▶ [Task to complete]:
Between the line containing "Where can the man's hand" and the line containing "Target: necktie knot" lies a run of lines; give that run again exactly, with both of those lines, and nothing else from the entries below.

▶ [Point-per-instance localization data]:
· · ·
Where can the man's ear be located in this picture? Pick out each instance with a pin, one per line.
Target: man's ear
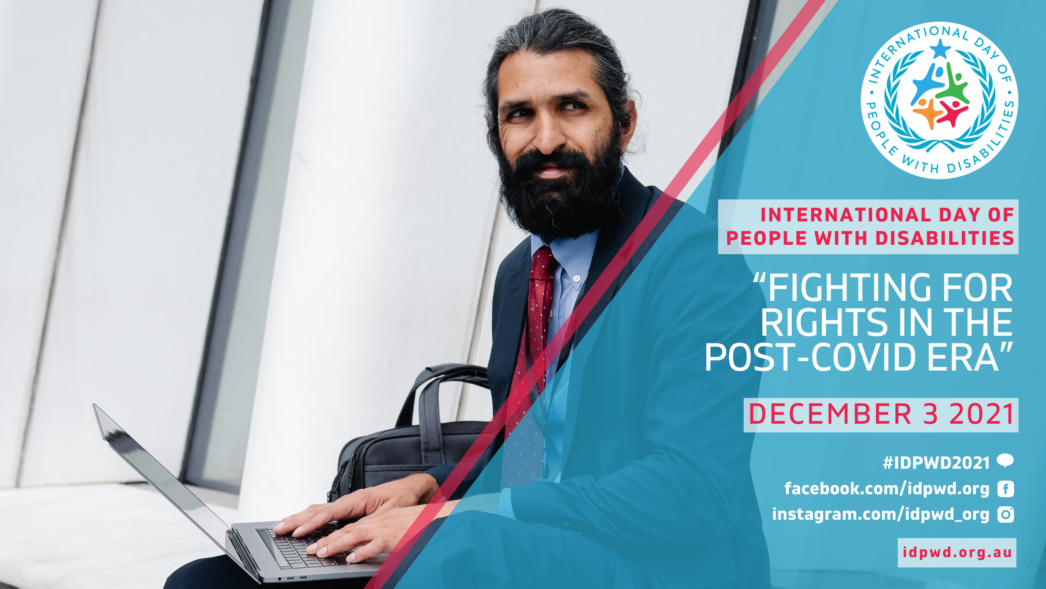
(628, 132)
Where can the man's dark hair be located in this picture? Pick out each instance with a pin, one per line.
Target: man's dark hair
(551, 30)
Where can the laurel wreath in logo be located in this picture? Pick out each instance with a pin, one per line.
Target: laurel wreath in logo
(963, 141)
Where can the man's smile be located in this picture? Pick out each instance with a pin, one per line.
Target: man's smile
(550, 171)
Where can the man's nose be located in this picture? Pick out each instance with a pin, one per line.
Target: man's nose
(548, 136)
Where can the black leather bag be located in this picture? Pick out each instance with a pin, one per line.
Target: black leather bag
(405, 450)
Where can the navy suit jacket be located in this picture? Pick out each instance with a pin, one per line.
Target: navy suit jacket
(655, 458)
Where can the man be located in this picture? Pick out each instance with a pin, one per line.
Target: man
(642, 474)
· · ·
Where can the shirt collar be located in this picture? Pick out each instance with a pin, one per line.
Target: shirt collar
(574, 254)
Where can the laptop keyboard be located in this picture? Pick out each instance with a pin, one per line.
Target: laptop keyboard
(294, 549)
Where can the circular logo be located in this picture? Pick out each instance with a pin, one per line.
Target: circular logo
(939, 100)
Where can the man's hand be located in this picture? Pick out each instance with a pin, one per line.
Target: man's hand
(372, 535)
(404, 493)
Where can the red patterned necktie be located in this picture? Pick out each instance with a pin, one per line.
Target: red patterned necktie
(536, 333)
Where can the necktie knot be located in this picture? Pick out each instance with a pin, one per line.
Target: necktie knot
· · ·
▶ [Response to the exercise]:
Where can the man's hand be located in this picture? Pick out each instance with a pin, one per line.
Target: man's hand
(372, 535)
(404, 493)
Where can the red patterned necktie be located in this picture? Pick out each instance with a pin, one per line.
Target: red patterned necktie
(536, 333)
Where can the necktie knot be located in this picture? Pick out each instance with a pin, one per line.
Target: necktie knot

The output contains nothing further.